SET TASK:
Extract every line in the items below that contains the word "cabinet", copying each one in full.

+ + +

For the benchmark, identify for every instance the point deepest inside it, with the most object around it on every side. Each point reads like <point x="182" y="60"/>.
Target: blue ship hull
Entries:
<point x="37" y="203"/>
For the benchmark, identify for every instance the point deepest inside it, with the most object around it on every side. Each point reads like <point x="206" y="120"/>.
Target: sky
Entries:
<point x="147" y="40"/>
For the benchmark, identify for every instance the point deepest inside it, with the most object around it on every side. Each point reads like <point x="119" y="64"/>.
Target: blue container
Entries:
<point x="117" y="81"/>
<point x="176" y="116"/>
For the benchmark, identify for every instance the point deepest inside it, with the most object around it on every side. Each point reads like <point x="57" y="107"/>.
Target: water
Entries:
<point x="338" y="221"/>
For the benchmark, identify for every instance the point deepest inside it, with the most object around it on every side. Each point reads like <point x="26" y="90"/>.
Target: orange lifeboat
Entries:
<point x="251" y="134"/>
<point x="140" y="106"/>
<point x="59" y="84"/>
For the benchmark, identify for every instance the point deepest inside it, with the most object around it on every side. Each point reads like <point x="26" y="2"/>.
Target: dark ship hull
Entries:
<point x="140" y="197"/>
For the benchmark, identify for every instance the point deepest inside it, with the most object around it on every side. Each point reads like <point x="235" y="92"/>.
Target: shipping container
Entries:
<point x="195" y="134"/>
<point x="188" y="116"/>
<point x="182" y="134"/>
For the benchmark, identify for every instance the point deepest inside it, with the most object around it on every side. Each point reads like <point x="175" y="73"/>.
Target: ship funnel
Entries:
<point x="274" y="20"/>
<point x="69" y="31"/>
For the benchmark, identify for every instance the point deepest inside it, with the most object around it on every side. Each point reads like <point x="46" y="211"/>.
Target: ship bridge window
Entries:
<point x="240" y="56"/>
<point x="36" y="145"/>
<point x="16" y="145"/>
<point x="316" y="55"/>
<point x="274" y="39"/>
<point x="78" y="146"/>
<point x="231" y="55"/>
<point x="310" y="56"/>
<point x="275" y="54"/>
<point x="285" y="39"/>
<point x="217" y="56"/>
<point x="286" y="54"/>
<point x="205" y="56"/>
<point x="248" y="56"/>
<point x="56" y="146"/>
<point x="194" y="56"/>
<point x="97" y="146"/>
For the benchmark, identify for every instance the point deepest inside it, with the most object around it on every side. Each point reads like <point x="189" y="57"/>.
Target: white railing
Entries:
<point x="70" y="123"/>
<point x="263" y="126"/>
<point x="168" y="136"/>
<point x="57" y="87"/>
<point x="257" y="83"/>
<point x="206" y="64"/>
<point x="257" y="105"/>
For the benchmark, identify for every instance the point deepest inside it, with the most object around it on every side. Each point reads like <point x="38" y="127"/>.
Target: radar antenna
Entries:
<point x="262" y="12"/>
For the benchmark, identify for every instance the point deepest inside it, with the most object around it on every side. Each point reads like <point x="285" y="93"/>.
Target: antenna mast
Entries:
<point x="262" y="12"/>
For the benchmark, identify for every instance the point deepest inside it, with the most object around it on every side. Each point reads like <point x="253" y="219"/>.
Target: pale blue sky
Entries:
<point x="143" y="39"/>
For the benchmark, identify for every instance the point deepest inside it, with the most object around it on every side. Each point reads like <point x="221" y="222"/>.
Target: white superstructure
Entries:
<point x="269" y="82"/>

+ + +

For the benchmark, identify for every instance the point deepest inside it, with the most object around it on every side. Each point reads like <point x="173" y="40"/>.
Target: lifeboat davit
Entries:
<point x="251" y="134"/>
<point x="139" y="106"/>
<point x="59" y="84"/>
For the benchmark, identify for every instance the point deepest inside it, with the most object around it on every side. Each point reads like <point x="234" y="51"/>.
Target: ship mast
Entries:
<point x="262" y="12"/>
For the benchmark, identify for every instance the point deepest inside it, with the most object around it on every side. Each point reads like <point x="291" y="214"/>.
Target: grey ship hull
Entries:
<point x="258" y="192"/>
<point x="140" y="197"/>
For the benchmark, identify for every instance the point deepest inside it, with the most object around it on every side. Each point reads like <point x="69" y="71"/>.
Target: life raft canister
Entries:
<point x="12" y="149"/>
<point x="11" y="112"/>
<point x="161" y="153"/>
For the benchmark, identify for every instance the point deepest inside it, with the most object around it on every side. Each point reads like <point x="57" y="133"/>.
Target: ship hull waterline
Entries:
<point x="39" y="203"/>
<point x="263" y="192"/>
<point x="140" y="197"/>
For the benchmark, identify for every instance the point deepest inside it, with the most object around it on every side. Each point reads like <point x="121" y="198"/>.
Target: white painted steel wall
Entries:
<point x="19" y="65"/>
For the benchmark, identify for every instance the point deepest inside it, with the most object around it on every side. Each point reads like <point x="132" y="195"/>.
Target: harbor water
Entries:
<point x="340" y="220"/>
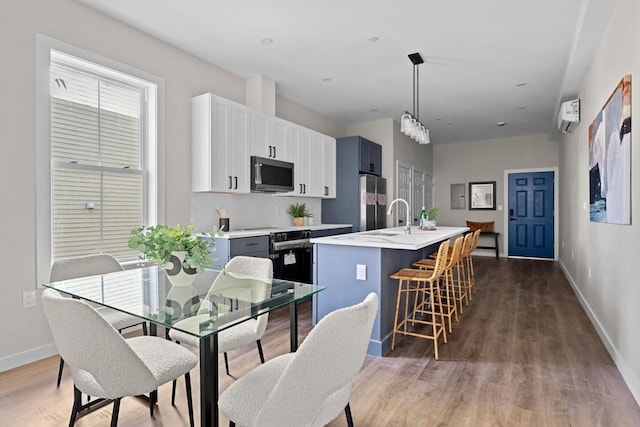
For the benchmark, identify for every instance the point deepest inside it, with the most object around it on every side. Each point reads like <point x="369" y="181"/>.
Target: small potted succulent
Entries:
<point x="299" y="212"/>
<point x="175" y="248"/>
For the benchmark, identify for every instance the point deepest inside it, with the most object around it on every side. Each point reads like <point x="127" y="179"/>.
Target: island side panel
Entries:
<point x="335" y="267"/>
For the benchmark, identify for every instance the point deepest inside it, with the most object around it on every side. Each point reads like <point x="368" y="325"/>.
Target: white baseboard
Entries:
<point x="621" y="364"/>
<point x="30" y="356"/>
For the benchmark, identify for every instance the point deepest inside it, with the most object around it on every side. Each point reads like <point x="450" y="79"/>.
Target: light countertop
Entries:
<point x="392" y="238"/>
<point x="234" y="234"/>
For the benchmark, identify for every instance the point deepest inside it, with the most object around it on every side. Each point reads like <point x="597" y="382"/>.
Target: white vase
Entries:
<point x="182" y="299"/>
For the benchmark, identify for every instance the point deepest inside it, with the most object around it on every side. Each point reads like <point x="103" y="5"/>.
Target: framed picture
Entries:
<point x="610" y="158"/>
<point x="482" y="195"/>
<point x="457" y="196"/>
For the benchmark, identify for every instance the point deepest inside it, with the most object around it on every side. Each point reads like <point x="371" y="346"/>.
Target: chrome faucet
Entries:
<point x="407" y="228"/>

+ + +

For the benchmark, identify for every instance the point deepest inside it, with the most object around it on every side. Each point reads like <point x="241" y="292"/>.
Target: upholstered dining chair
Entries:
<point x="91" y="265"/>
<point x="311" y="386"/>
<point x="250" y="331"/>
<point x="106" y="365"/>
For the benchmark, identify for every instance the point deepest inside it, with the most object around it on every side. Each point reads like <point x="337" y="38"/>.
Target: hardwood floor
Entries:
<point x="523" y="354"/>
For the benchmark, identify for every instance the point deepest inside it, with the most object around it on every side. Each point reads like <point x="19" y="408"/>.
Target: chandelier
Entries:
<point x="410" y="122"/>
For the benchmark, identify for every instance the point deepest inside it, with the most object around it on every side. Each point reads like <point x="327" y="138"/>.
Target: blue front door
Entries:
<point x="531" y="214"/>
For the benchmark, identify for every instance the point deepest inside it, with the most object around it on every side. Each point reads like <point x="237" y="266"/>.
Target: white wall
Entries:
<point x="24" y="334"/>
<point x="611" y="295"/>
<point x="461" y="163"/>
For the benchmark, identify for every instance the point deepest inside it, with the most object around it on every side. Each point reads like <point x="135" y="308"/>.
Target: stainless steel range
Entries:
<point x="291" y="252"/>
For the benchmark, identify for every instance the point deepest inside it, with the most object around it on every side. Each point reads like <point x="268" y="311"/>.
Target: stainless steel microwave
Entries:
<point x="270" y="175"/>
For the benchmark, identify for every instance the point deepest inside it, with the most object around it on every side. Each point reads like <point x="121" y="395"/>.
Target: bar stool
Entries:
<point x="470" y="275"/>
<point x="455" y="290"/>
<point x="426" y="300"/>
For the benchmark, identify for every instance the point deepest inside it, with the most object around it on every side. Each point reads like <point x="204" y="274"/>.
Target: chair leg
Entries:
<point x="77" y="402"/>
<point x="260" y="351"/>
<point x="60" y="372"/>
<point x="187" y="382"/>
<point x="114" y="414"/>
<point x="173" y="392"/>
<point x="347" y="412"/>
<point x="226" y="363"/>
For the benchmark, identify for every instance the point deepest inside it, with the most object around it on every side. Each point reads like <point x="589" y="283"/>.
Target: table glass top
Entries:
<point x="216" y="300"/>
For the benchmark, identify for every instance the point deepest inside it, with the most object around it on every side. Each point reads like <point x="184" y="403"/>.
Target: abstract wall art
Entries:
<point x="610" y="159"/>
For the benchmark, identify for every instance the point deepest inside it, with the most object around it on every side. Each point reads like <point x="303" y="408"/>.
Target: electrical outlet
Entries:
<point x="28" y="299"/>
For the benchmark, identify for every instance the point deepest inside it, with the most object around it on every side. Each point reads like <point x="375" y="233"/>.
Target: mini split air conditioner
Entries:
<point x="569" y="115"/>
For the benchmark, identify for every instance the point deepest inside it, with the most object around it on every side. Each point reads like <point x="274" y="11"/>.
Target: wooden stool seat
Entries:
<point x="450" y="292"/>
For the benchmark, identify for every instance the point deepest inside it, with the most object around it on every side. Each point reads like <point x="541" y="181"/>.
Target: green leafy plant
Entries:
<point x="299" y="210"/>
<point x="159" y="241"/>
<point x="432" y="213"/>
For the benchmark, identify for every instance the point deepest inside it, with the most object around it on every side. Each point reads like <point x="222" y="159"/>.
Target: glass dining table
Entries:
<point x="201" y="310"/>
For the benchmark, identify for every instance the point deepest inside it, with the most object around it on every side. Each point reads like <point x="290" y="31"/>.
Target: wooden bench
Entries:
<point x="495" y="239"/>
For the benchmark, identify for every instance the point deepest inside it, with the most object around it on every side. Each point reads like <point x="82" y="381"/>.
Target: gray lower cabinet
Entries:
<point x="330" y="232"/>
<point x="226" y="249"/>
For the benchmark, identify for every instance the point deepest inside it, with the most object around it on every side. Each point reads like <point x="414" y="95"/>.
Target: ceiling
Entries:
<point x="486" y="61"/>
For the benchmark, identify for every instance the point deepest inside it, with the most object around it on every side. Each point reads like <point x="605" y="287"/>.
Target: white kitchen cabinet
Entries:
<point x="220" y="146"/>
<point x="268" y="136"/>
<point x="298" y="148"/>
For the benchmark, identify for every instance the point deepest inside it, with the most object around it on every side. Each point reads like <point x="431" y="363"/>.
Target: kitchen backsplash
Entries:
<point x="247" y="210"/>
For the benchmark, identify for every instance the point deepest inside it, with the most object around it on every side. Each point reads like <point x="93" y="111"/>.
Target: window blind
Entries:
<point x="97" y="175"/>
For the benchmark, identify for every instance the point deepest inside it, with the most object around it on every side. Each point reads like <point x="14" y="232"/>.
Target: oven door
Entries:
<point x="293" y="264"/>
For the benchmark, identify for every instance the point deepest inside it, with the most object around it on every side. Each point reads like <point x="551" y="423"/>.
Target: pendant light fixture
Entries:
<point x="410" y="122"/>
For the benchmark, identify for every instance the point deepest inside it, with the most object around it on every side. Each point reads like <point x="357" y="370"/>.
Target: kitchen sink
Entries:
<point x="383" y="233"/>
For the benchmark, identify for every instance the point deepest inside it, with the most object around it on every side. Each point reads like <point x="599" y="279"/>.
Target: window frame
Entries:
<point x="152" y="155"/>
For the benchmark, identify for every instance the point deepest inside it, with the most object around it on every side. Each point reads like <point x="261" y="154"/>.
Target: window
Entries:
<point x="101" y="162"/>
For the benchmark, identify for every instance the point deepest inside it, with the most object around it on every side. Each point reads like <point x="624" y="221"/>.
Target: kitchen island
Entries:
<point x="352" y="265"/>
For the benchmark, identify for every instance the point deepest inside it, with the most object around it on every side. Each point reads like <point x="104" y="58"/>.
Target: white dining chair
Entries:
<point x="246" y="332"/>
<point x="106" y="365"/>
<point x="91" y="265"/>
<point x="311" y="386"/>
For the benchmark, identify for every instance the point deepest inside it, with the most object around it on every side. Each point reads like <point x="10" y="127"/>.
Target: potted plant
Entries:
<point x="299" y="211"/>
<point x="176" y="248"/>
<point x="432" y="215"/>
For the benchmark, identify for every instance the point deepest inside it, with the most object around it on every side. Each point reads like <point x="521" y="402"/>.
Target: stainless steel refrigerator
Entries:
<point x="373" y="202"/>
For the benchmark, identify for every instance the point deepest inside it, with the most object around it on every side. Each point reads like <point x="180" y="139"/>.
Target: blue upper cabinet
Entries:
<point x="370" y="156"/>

+ + +

WRITTEN SOLUTION:
Target: gray lower cabinet
Target: white kitchen cabinet
Target: blue upper cabinet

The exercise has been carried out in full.